---------- Task inputs ----------
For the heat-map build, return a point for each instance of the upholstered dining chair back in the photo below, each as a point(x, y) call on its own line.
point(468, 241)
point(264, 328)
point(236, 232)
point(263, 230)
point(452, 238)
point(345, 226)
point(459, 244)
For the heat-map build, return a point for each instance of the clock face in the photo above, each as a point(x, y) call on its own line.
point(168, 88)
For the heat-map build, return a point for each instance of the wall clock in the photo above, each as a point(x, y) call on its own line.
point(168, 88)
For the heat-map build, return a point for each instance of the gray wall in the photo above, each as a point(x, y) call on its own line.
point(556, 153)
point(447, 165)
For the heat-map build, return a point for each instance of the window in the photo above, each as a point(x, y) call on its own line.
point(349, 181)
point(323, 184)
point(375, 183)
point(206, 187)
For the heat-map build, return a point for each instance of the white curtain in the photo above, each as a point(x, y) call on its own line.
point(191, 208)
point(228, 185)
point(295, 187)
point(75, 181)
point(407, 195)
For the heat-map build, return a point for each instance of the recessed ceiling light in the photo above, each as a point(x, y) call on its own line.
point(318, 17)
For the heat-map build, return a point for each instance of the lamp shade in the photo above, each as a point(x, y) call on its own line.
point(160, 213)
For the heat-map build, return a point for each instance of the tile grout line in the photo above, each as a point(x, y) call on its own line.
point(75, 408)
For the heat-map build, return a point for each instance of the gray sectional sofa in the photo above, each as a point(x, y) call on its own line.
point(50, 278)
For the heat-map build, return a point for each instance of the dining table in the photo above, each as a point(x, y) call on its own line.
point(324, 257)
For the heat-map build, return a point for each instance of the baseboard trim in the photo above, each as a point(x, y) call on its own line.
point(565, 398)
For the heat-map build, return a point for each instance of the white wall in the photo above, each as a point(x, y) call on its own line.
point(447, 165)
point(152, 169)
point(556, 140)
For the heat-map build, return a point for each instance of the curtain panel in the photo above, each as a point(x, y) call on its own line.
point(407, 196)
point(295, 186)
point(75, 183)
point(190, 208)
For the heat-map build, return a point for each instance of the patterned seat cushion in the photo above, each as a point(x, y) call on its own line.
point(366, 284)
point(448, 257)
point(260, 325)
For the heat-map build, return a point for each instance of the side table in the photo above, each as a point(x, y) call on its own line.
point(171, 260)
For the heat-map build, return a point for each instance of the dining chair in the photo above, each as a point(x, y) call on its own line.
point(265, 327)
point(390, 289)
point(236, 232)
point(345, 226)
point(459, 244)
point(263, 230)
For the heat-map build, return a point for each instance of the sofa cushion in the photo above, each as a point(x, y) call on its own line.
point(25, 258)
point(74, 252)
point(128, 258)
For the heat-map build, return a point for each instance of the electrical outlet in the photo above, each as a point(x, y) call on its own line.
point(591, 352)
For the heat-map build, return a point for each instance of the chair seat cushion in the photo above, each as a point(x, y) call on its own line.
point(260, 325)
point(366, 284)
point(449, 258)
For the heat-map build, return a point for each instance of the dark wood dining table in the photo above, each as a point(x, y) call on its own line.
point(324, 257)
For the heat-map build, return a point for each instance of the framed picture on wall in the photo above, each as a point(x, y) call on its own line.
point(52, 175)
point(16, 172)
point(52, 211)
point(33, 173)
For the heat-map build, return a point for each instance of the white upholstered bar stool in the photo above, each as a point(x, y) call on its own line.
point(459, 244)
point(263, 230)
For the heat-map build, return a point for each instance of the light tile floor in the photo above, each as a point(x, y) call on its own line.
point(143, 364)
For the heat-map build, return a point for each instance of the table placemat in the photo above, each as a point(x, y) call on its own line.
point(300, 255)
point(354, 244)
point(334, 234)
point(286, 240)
----------
Return every one of the lines above word for word, changing nothing.

● The output:
For the heat-map build, return a point for each instance of the upholstered dining chair back in the photo below, each as a point(x, y) call on its own line.
point(468, 241)
point(264, 328)
point(236, 232)
point(263, 230)
point(452, 238)
point(345, 226)
point(459, 244)
For the heat-map build, return a point for each instance of the clock face in the photo above, each as a point(x, y) call on its own line.
point(168, 88)
For the heat-map build, return a point for each instance of the wall clock in the photo above, each as a point(x, y) call on its own line.
point(168, 88)
For the heat-map build, return a point for each instance of the gray wall in the photo above, each as a point(x, y) call on its own line.
point(556, 153)
point(447, 165)
For the heat-map build, return a point for each instance of the window in the photo above, each as a point(x, y) call on its own line.
point(349, 181)
point(323, 184)
point(375, 183)
point(206, 187)
For the heat-map build, return a point for each instance of the white curtain in the photo above, each as a point(x, y) call on its own line.
point(191, 208)
point(228, 185)
point(295, 187)
point(75, 181)
point(407, 195)
For the heat-map build, return a point for each instance of the recessed ceiling light in the photo above, each as a point(x, y) call on its own line.
point(318, 17)
For the heat-map build, return a point for each instance of the lamp shade in the photo above, each as a point(x, y) call on its own line.
point(160, 213)
For the heat-map build, return a point for each instance of the tile grout line in the photo above, each as a point(x, y) call on its own line.
point(75, 408)
For the heat-map build, return a point for each instance of the gray sectional sofa in the photo above, each as a point(x, y) call on its own line.
point(50, 278)
For the heat-map build, return a point for each instance of the dining table in the photo above, each as a point(x, y) call on its own line.
point(324, 257)
For the heat-map build, return a point for each instance of the baseboard trim in the photo above, each as a point(x, y) call on its own line.
point(565, 398)
For the heat-map build, return a point for each instance of the white wall in the photo above, each as a point(x, y) call on its own line.
point(447, 165)
point(152, 169)
point(556, 140)
For the heat-map build, return a point for each instance of the curtain panel in the photo above, each as a point(x, y) call on its own line.
point(407, 196)
point(295, 186)
point(75, 183)
point(190, 208)
For the heat-map build, return a point for each instance of the patterned seat cushion in the photo above, each as a point(x, y) call on its own line.
point(366, 284)
point(448, 257)
point(260, 325)
For the heat-map build, return a point for each instance of the side table in the photo above, each as a point(x, y) call on its own line.
point(171, 260)
For the heat-map build, return a point for each instance of the dining chair in the photo above, each as a point(x, y) call on its own line.
point(265, 327)
point(390, 289)
point(236, 232)
point(345, 226)
point(459, 244)
point(263, 230)
For the heat-map build, return a point for each instance of the sofa cushion in the photo above, each as a point(x, y) call on its own line.
point(25, 258)
point(74, 252)
point(128, 258)
For the heat-map build, return a point for each instance of the electrical outlet in the photo above, each as a point(x, y) call on its own line.
point(591, 352)
For the heat-map build, return a point for each instance of the chair seat cushion in the photo above, each as a point(x, y) call on its own line.
point(260, 325)
point(366, 284)
point(449, 258)
For the heat-map build, return a point for each instance of the dark wood dining table in the photo above, each as a point(x, y) call on its own line.
point(324, 257)
For the heat-map build, return a point for each instance of the framed picture on wall in the photo above, each as a point(x, y) call on its own line.
point(52, 175)
point(16, 172)
point(52, 211)
point(33, 173)
For the heat-map build, return a point for each instance of the white upholstered bar stool in the photo above, each as a point(x, y) call on its own line.
point(459, 244)
point(263, 230)
For the heat-map build, return a point for each instance of the light tile floor in the photo above, each as a point(x, y) call on its own line.
point(143, 364)
For the heat-map build, return a point for each instance of the table placemat in the photo above, each as a point(x, y) call on its own line.
point(300, 255)
point(354, 244)
point(334, 234)
point(286, 240)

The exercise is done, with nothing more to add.